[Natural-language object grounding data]
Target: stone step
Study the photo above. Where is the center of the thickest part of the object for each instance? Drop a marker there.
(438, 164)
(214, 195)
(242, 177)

• _Task objective_
Every line above should be printed again exactly as it stands.

• _Solution for this problem_
Target: stone step
Study the photo above. Where is the center of the thickest part of the object for each instance? Drop a marker there.
(438, 164)
(214, 195)
(242, 177)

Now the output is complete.